(TASK INSTRUCTIONS): Show every line of the entries that contains the word "ground".

___

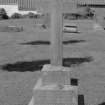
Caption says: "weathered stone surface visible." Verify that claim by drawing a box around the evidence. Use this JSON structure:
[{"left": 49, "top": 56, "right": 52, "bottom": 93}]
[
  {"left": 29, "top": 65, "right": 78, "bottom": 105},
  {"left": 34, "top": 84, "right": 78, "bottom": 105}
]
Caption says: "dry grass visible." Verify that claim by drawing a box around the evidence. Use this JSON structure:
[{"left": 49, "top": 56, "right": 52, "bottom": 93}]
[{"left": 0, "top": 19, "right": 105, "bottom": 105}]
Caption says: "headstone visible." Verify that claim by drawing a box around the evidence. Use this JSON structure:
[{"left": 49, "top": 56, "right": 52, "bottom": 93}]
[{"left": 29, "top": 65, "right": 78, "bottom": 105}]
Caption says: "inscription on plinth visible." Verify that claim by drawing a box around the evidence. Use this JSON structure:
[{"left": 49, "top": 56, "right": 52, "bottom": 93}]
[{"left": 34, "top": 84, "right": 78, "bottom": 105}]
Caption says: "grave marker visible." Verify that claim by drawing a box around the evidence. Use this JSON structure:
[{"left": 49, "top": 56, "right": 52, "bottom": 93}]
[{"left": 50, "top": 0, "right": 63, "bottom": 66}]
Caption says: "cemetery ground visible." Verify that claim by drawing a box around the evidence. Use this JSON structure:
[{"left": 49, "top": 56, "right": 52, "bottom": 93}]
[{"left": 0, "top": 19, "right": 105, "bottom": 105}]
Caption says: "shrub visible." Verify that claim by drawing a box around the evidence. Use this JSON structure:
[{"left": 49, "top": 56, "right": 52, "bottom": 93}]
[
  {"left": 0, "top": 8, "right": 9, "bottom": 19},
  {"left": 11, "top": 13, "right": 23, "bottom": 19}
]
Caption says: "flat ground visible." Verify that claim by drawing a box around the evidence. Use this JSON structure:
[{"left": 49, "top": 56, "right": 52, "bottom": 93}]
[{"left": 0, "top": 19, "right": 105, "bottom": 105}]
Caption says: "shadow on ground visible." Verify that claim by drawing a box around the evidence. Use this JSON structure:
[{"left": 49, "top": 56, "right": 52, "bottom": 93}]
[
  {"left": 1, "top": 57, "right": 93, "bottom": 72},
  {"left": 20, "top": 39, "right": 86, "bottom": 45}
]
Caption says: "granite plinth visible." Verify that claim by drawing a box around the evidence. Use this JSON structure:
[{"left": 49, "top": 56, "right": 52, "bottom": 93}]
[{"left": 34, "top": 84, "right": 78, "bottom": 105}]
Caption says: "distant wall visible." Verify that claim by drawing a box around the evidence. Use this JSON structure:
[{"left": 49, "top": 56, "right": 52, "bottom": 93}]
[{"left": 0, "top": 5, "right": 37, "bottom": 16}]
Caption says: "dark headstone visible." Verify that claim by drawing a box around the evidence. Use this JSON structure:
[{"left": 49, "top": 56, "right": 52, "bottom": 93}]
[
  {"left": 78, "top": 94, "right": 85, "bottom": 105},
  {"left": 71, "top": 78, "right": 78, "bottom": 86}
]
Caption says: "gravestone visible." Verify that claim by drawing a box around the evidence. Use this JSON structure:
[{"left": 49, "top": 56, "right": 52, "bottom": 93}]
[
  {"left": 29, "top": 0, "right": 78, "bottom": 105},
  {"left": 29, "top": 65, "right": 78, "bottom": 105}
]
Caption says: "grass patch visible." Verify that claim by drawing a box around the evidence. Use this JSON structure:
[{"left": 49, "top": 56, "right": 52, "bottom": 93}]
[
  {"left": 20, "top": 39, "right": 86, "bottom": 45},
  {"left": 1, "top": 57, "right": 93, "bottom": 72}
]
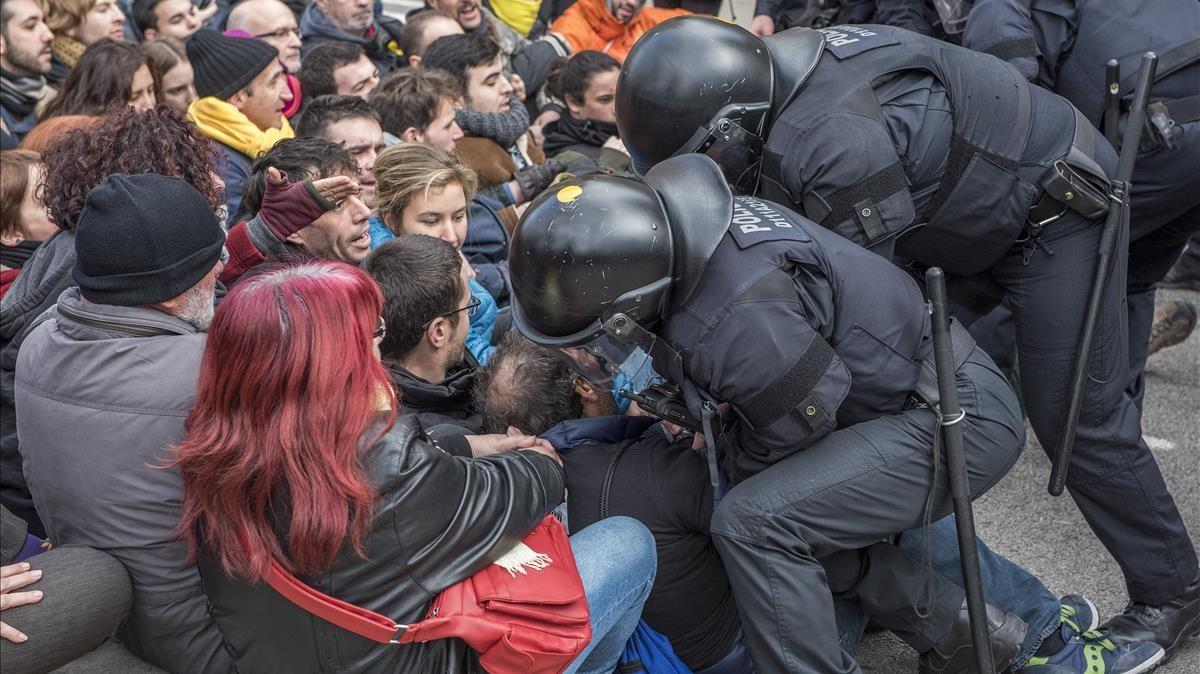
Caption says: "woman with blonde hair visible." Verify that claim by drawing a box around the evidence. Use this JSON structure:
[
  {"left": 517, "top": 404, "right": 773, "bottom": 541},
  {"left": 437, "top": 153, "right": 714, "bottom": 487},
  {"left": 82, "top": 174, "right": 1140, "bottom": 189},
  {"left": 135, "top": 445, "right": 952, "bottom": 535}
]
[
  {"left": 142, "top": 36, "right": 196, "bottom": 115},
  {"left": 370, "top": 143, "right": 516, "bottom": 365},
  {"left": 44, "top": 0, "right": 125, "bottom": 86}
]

___

(CORRECT OUTPUT):
Caption says: "cemetery ground visible." Verify that claim by drawing a box around the evidence. Use this JSON structure:
Caption says: "flat ground visible." Verify that claim by drawing a box around the evidence. Use this JSON structure:
Caption says: "shadow on ground visible." Verify that claim by drawing a box around the evidence. Use this JSON structure:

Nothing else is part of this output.